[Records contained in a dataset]

Segment Open

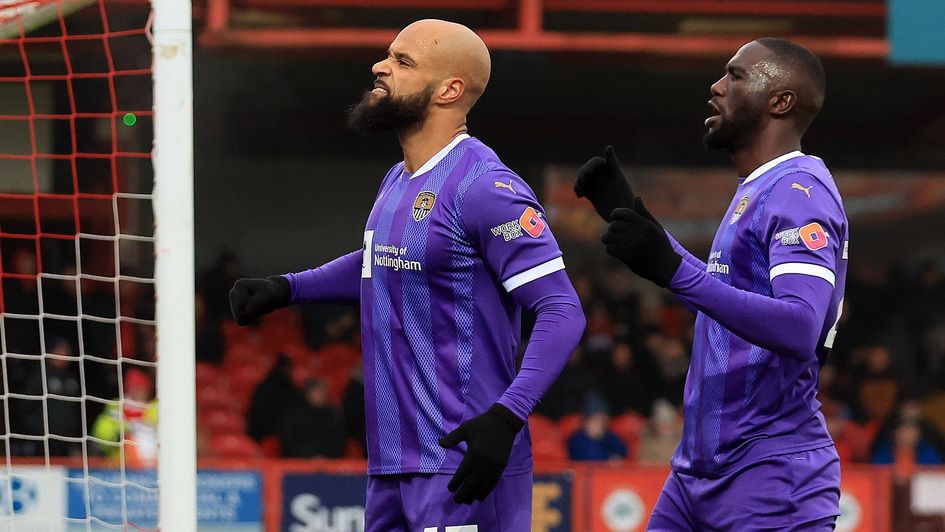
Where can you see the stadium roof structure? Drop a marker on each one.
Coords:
(852, 29)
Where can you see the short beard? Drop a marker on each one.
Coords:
(736, 132)
(389, 113)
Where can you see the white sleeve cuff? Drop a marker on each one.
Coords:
(531, 274)
(804, 268)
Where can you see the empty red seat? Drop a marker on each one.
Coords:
(222, 422)
(234, 446)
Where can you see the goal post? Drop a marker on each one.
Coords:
(97, 266)
(174, 267)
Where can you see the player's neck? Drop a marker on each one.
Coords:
(423, 143)
(750, 157)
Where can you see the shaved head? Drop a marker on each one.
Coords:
(452, 50)
(790, 66)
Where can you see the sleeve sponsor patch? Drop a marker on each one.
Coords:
(789, 237)
(813, 236)
(532, 223)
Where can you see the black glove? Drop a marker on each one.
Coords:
(639, 241)
(489, 439)
(252, 298)
(602, 181)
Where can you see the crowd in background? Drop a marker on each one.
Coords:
(620, 395)
(292, 386)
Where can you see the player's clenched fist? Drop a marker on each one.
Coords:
(639, 241)
(489, 438)
(252, 298)
(602, 182)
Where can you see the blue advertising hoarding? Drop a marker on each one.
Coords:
(226, 500)
(323, 502)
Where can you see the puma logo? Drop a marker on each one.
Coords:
(805, 189)
(499, 184)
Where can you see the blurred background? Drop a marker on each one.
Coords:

Segment Closed

• _Required action_
Your answer must be the lines from the one with "Where can you see the blue" through the last line of the data, repeated exactly and with nothing else.

• _Final answer_
Where can you see the blue advertising hoarding? Drop a marker on each one.
Coords:
(226, 500)
(323, 502)
Where can you see the puma logo? Drop a marker on each one.
Coords:
(805, 189)
(499, 184)
Where can you see the blurred background? Drop a marker on each one.
Coords:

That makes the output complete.